TEXT FOR ANALYSIS:
Sinai Health’s distinction as a global destination for innovative clinical and discovery research in diabetes rests largely on the shoulders of two internationally renowned researchers: Dr. Daniel Drucker and Dr. Bernard Zinman.
Throughout their distinguished careers, Drs. Drucker and Zinman have attracted highly talented junior and mid-career clinician-scientists to Sinai Health, allowing us to continue building on the foundation set by these two pioneers.
Dr. Daniel Drucker, senior investigator, Lunenfeld-Tanenbaum Research Institute
- Fundamental research on gut hormones almost single-handedly led to the development of two new classes of drugs for diabetes, improving patient care worldwide.
- 2021 recipient of the Canada Gairdner International Award, one of the most prestigious international prizes in the biosciences
- 2022 inductee to the Canadian Medical Hall of Fame
- 2023 Wolf Prize in medicine for research that has improved the health of millions living with diabetes worldwide. The Wolf Prize is awarded to outstanding scientists and artists from around the world for achievements in the interest of humanity and friendly relations among people.
Dr. Bernard Zinman, endocrinologist, Lunenfeld-Tanenbaum Research Institute
- Co-led the Diabetes Control and Complications Trial (DCCT), the largest and most comprehensive type 1 diabetes complications study ever conducted, proving tightly controlling blood sugars through intensive insulin therapy could prevent life-threatening complications, forever changing the standard of care worldwide.

ASSIGNED TASK 1: According to the text on Sinai Health's diabetes researchers, what award did Dr. Daniel Drucker receive in 2021?
ASSIGNED TASK 2: Continue the text on Sinai Health's diabetes researchers from the point where it ends.
The listing comes from a different source than the text on Sinai Health's diabetes researchers.

DATA EXCERPTS:
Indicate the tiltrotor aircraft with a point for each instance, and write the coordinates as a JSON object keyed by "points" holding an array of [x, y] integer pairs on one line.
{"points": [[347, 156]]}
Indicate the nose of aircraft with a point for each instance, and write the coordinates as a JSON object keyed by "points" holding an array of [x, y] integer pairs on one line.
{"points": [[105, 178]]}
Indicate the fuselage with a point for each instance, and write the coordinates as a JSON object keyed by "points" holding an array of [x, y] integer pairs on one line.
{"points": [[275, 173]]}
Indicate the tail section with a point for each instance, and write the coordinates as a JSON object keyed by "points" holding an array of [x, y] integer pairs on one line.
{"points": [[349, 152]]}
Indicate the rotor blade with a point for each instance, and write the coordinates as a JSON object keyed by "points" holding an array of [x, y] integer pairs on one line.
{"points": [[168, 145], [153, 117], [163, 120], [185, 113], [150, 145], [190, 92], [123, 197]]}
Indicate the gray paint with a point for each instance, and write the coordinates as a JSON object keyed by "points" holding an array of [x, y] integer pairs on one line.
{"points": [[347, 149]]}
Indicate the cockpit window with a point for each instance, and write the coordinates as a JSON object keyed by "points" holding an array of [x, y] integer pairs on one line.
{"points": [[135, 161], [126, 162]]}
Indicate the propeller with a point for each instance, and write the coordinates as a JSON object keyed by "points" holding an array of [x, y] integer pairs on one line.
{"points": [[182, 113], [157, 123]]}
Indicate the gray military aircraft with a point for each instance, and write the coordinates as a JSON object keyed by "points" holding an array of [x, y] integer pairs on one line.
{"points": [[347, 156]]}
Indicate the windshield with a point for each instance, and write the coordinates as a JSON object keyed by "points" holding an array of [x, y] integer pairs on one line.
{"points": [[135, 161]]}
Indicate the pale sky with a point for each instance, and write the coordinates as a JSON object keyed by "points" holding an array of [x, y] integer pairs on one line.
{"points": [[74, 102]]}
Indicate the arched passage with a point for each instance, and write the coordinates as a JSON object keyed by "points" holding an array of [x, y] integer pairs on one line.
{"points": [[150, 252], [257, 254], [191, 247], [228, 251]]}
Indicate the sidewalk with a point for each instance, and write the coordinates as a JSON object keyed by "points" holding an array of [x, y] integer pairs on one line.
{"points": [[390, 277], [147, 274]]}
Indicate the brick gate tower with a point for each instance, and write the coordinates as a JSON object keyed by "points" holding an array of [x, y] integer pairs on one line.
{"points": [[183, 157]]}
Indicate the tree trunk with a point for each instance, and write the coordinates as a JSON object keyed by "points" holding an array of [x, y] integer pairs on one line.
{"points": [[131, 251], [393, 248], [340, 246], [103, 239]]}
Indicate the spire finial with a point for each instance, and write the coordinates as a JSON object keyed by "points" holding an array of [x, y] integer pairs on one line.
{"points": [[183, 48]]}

WRITTEN ANSWER 1: The Canada Gairdner International Award.

WRITTEN ANSWER 2:
- Led trial on medication Empagliflozin, which showed a remarkable 38 per cent reduction in the risk of death from cardiovascular causes among type 2 diabetes patients. Empagliflozin is the first and only diabetes drug on the market today that reduces the risk of death from diabetes-associated heart failure.
Dr. Ravi Retnakaran, endocrinologist, Lunenfeld-Tanenbaum Research Institute
- Co-led a study demonstrating that women with gestational diabetes have a two-fold higher risk of major cardiovascular events than their peers.
- Findings of this work demonstrated a screening test already being performed in clinic is capable of identifying future risk of cardiovascular complications in women at an early point in the disease’s development.
Dr. Caroline Kramer, endocrinologist, Lunenfeld-Tanenbaum Research Institute
- Has worked on clinical studies aimed at understanding the interaction of obesity with metabolic disease and the role of novel medications in the treatment of type 2 diabetes.
- Part of a new trial on intermittent fasting in individuals living with type 2 diabetes.